### TEKS HALAMAN
Berdasarkan
ketentuan pidana dalam Pasal 2 KUHP, bahwa ”ketentuan pidana dalam
perundang-undangan Indonesia diterapkan bagi setiap orang yang melakukan suatu
delik di Indonesia”, dari penjelasan tersebut dapat dikatakan bahwa setiap
orang yang berada dalam wilayah Indonesia, tak terkecuali dokter dan perawat,
dapat dimintakan pertanggungjawaban pidana atas kesalahan yang dibuatnya.
Untuk
adanya kemampuan bertanggung jawab harus memuat dua unsur (Moeljatno, 1993:
165), yaitu:
1. kemampuan untuk membeda-bedakan antara
perbuatan yang baik dan yang buruk; yang sesuai hukum dan yang melawan hukum;
2. kemampuan untuk menentukan kehendaknya
menurut keinsyafan tentang baik dan buruknya perbuatan tadi.

### KUTIPAN DATA
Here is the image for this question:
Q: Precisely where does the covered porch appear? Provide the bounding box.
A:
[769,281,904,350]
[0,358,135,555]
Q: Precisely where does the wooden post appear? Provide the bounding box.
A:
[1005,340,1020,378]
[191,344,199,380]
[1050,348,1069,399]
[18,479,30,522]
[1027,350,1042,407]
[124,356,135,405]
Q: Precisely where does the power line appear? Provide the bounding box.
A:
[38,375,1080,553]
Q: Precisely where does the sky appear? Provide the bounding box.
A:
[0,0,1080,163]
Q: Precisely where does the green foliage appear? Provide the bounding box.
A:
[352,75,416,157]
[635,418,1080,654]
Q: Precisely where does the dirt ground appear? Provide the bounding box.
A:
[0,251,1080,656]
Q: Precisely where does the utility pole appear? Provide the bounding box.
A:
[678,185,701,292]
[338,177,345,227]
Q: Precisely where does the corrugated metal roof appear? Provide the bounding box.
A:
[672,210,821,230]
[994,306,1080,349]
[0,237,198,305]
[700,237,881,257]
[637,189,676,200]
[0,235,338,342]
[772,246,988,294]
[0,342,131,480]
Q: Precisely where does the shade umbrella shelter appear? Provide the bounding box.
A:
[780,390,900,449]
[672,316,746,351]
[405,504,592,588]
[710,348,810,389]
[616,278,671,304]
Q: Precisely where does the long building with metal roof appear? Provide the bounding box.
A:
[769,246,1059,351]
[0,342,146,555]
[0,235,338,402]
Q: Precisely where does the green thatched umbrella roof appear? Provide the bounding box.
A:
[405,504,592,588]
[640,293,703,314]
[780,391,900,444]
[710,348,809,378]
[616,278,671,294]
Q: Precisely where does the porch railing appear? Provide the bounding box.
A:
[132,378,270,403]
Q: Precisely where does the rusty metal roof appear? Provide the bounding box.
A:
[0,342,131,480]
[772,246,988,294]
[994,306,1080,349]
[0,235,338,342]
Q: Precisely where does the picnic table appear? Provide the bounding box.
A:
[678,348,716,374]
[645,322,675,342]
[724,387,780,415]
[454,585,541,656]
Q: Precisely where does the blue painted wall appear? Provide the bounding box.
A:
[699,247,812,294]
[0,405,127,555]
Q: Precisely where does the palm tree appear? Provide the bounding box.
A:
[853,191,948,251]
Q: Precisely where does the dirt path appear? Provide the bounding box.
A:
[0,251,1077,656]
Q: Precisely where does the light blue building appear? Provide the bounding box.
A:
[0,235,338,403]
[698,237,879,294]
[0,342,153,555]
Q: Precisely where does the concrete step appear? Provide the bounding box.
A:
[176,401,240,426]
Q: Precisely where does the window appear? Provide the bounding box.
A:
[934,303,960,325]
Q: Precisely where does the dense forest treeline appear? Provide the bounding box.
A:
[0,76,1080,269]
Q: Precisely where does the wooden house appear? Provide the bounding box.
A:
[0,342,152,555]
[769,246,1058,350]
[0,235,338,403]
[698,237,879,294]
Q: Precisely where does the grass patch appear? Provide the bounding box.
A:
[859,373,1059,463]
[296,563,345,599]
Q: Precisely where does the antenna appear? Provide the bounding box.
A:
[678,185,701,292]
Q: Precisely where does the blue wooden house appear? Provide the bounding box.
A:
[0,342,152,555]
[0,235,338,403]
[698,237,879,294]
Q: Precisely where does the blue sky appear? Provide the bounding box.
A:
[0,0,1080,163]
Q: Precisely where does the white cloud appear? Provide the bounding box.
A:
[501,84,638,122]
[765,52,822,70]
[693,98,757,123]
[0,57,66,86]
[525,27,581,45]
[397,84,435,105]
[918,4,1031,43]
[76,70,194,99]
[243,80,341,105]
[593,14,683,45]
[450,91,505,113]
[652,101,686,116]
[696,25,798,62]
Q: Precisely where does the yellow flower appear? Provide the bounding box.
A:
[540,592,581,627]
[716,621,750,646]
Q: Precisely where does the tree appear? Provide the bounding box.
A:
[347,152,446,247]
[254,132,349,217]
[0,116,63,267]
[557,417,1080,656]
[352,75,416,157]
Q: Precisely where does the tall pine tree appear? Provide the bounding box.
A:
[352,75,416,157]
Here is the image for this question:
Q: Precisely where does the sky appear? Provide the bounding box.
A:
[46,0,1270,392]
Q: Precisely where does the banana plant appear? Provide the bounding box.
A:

### PERINTAH KERJA 1
Dalam teks tentang pertanggungjawaban pidana, profesi apa saja yang disebut tak terkecuali dapat dimintakan pertanggungjawaban pidana?
### PERINTAH KERJA 2
Mohon salin ulang bagian teks tentang pertanggungjawaban pidana, dimulai dari "Berdasarkan" dan terus sampai "buruknya perbuatan tadi.".
### PERINTAH KERJA 3
Teruskan teks tentang pertanggungjawaban pidana mulai dari titik teks itu berhenti.
Entri-entri tersebut tidak diperlukan di sini.

### HASIL TUGAS 1
Dokter dan perawat.

### HASIL TUGAS 2
Berdasarkan
ketentuan pidana dalam Pasal 2 KUHP, bahwa ”ketentuan pidana dalam
perundang-undangan Indonesia diterapkan bagi setiap orang yang melakukan suatu
delik di Indonesia”, dari penjelasan tersebut dapat dikatakan bahwa setiap
orang yang berada dalam wilayah Indonesia, tak terkecuali dokter dan perawat,
dapat dimintakan pertanggungjawaban pidana atas kesalahan yang dibuatnya.
Untuk
adanya kemampuan bertanggung jawab harus memuat dua unsur (Moeljatno, 1993:
165), yaitu:
1. kemampuan untuk membeda-bedakan antara
perbuatan yang baik dan yang buruk; yang sesuai hukum dan yang melawan hukum;
2. kemampuan untuk menentukan kehendaknya
menurut keinsyafan tentang baik dan buruknya perbuatan tadi.

### HASIL TUGAS 3
Yang pertama
merupakan faktor akal, yaitu dapat membedakan antara perbuatan yang
diperbolehkan dan yang tidak, sedangkan yang kedua adalah faktor perasaan atau
kehendak, yaitu dapat menyesuaikan tingkah lakunya dengan keinsyafan atas nama
yang diperbolehkan dan mana yang tidak.
Dalam
melaksanakan tugasnya, dokter dan perawat dihadapkan pada kenyataan, bahwa
mereka harus bekerja pada syarat yang telah ditentukan. Akan tetapi, apabila
semua syarat telah dipenuhi dan hasilnya tetap tidak sesuai dengan apa yang diharapkan,
maka hal tersebut merupakan suatu resiko, yang penting harus diingat bahwa
seorang dokter dan perawat kemampuannya terbatas.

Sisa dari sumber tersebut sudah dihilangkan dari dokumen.